▶ **Texte retenu**:
----------------
Hiroshima 54 jours d'enfer
Soudain, il y a n un éclair, puis un autre, et je me souviens - on se souvient toujours des choses idiotes - que je me demande sur le moment si ce sont des éclairs de lampes à magnésium ou des étincelles provoquées par un trolleybus.
Ombres et reflets, tout a disparu. Il n'y a plus qu'un nuage de poussière au milieu duquel je n'aperçois qu'une colonne de bois qui supportait un angle de ma maison. Elle a pris une inclinaison bizarre et le toit de la maison a lui-même l'air de hoqueter.
----------------
▶ **Données**:
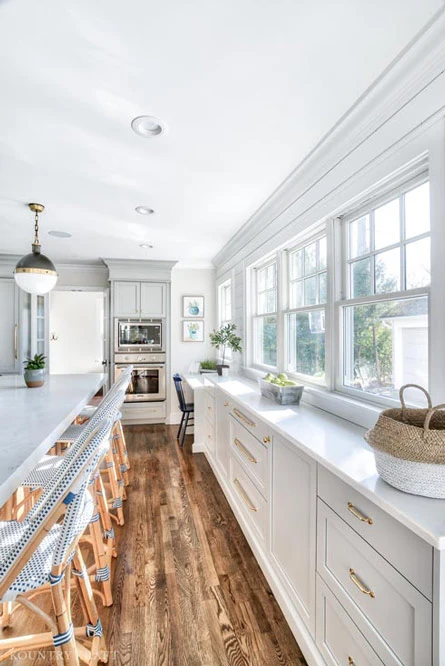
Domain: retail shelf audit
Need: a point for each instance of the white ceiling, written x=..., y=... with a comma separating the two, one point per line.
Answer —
x=246, y=88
----------------
▶ **Consigne 1**: Dans le récit sur Hiroshima, quelle est la seule chose encore visible au milieu du nuage de poussière ?
▶ **Consigne 2**: Écrivez la suite du récit sur Hiroshima à partir de sa dernière phrase.

▶ **Réponse finale 1**: Une colonne de bois qui supportait un angle de la maison.

▶ **Réponse finale 2**:
Instinctivement, je me mets à courir. Ou du moins j'essaie. Inutilement. Des poutres jonchent déjà le sol. J'ai grand-peine à atteindre le jardin. Et là, tout à coup, je me sens extraordinairement faible. je dois m'arrêter pour reprendre des forces. C'est là que je m'aperçois que je suis complètement nu ! Où sont donc passés mon pantalon et mon maillot ? Qu'est-il arrivé ? je regarde mon côté droit : il est tout ensanglanté ; j'ai également une blessure à la cuisse. L'éclat de bois qui l'a produite y est resté fiché. Quelque chose de chaud coule dans ma bouche : ma joue est déchirée. Enfin, en passant la main sur mon cou, j'en ramène un morceau de verre de belle taille que j'examine avec autant de détachement que si j'étais dans mon laboratoire, penché sur un microscope.
Et soudain, je pense : « Et ma femme . où est-elle passée ? » je crie : « Yaeko-San, Yaeko-San, où es-tu ? »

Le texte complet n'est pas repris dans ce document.